>> BEGIN Source
Location
- Centre Studios 41–43 Englands Lane Belsize Park London, NW3 4YD England 51°32′48″N 0°09′53″W﻿ / ﻿51.5467°N 0.1646°W

Information
- Type: Private school
- Established: 1978
- Department for Education URN: 100084 Tables
- Principal: Candida Cave
- Gender: Mixed
- Age: 13 to 19
- Website: http://www.hampsteadfinearts.com/

= Fine Arts College =

Private further education college in London, England

Fine Arts College is an independent college in Hampstead, London, founded in 1978, with an average intake of 200 students aged 13 – 19.

The College offers over 25 A-level subjects in the Arts, Humanities and Social Sciences and 15 subjects at GCSE. Students entering Year 9 follow an academic curriculum alongside creative subjects, art, music and drama. In 2023, the school achieved 45% A/A* in A-level and 41* 9-7 in GCSE.
>> END Source
>> BEGIN Extracted records
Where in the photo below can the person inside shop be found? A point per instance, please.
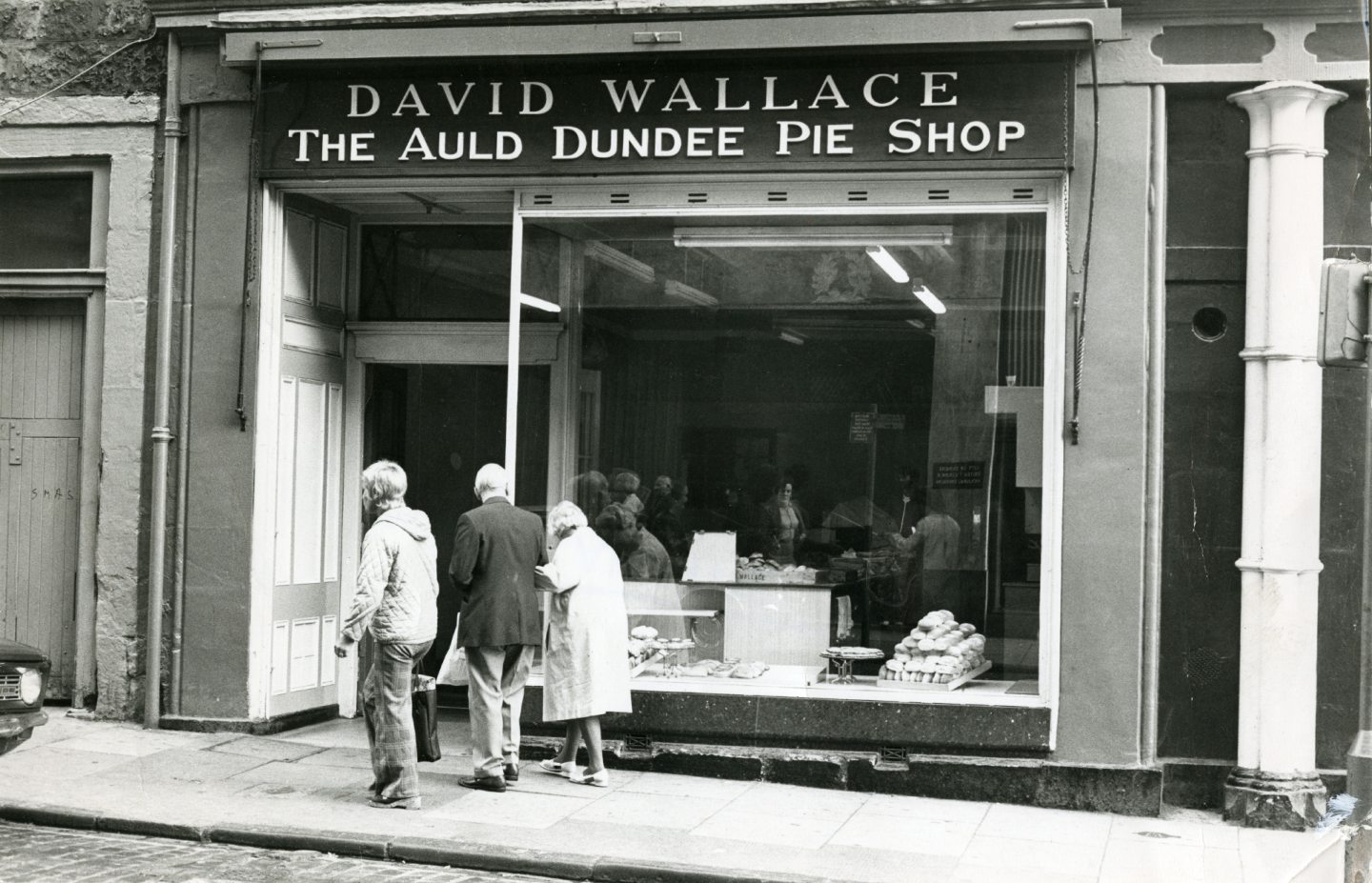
(623, 490)
(590, 490)
(585, 642)
(641, 555)
(782, 524)
(666, 518)
(931, 554)
(396, 601)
>> END Extracted records
Requirements:
a) Rewrite the paragraph of the college profile that begins "Fine Arts College is an independent college" as a bulleted list, keeping its main facts.
b) Summarize the college profile in two sentences.

Expected results:
a)
- Fine Arts College is an independent college.
- It is located in Hampstead, London.
- It was founded in 1978.
- It has an average intake of 200 students.
- Its students are aged 13 to 19.

b) Fine Arts College is a mixed, independent college in Hampstead, London, founded in 1978, with an average intake of 200 students aged 13 to 19 and Candida Cave as principal. It offers over 25 A-level subjects in the Arts, Humanities and Social Sciences and 15 at GCSE, and in 2023 it achieved 45% A/A* at A-level.